### [Work order]
Repeat each record exactly as written, and drop any images.

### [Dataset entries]
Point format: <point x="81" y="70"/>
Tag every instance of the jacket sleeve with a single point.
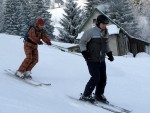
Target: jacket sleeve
<point x="32" y="34"/>
<point x="106" y="37"/>
<point x="86" y="37"/>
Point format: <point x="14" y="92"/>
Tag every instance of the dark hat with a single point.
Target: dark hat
<point x="102" y="19"/>
<point x="40" y="21"/>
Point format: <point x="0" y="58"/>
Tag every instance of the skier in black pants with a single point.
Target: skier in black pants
<point x="94" y="46"/>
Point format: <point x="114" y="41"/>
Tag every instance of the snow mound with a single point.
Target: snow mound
<point x="142" y="54"/>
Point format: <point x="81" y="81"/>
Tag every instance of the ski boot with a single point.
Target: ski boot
<point x="27" y="75"/>
<point x="87" y="98"/>
<point x="101" y="98"/>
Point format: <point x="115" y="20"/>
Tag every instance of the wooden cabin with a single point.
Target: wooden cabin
<point x="120" y="42"/>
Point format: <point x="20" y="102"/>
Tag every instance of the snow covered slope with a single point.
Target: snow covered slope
<point x="127" y="86"/>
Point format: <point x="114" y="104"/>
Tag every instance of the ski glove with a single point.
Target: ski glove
<point x="110" y="56"/>
<point x="36" y="39"/>
<point x="86" y="55"/>
<point x="47" y="41"/>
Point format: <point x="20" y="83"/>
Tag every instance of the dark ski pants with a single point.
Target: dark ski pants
<point x="31" y="59"/>
<point x="98" y="78"/>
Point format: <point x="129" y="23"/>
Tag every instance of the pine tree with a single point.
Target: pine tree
<point x="71" y="21"/>
<point x="121" y="12"/>
<point x="1" y="15"/>
<point x="90" y="6"/>
<point x="12" y="17"/>
<point x="39" y="10"/>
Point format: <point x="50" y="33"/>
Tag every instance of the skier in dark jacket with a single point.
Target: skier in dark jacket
<point x="94" y="45"/>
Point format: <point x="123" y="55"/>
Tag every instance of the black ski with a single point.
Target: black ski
<point x="97" y="104"/>
<point x="118" y="107"/>
<point x="115" y="106"/>
<point x="28" y="81"/>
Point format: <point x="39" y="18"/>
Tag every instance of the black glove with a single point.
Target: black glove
<point x="110" y="56"/>
<point x="86" y="55"/>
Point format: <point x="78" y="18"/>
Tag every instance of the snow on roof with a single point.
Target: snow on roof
<point x="113" y="29"/>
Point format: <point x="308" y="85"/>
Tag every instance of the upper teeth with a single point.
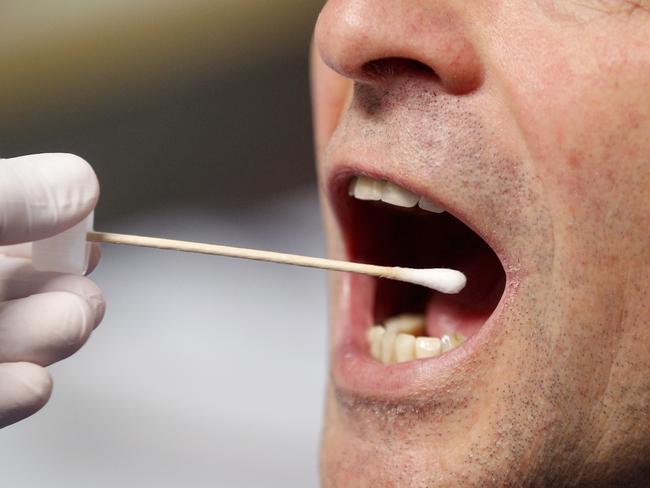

### [Expected answer]
Point format: <point x="81" y="70"/>
Tag every instance of the jacket sleeve with a single point.
Target: jacket sleeve
<point x="32" y="34"/>
<point x="106" y="37"/>
<point x="86" y="37"/>
Point format: <point x="14" y="92"/>
Tag every instance of the dark hat with a single point.
Target: dark hat
<point x="102" y="19"/>
<point x="40" y="21"/>
Point format: <point x="0" y="58"/>
Tag every instance of the skier in black pants with a single point.
Target: skier in black pants
<point x="94" y="46"/>
Point format: <point x="114" y="41"/>
Tag every instance of the snow mound with a single point.
Target: snow mound
<point x="142" y="54"/>
Point format: <point x="81" y="81"/>
Tag every instance of the ski boot with a single point.
Target: ski boot
<point x="27" y="75"/>
<point x="87" y="98"/>
<point x="101" y="98"/>
Point format: <point x="115" y="20"/>
Tag every instance of the wooden cabin with a single point.
Target: wooden cabin
<point x="120" y="42"/>
Point format: <point x="20" y="102"/>
Tag every instance of the snow covered slope with a single point.
Target: snow covered slope
<point x="127" y="86"/>
Point format: <point x="114" y="104"/>
Tag every instance of the ski glove with a single point.
Target: ski glove
<point x="110" y="56"/>
<point x="36" y="39"/>
<point x="86" y="55"/>
<point x="47" y="41"/>
Point format: <point x="20" y="83"/>
Tag every instance of the dark ski pants with a single point.
Target: dark ski pants
<point x="31" y="59"/>
<point x="98" y="78"/>
Point format: <point x="129" y="23"/>
Tag every instance of the pine tree with a single point.
Target: pine tree
<point x="71" y="21"/>
<point x="121" y="12"/>
<point x="1" y="15"/>
<point x="90" y="6"/>
<point x="12" y="17"/>
<point x="39" y="10"/>
Point format: <point x="50" y="33"/>
Tag every instance of the skier in dark jacket with a single point.
Target: skier in dark jacket
<point x="94" y="45"/>
Point format: <point x="123" y="55"/>
Tag every instance of the black ski with a single point.
Target: black ski
<point x="97" y="104"/>
<point x="118" y="107"/>
<point x="115" y="106"/>
<point x="28" y="81"/>
Point format: <point x="39" y="18"/>
Tag every instance of the black glove with a single point.
Target: black glove
<point x="110" y="56"/>
<point x="86" y="55"/>
Point format: <point x="78" y="18"/>
Tag every instance of the snow on roof with a single point.
Target: snow on roof
<point x="113" y="29"/>
Point format: <point x="308" y="85"/>
Tag every instance of the upper teeth with a single point.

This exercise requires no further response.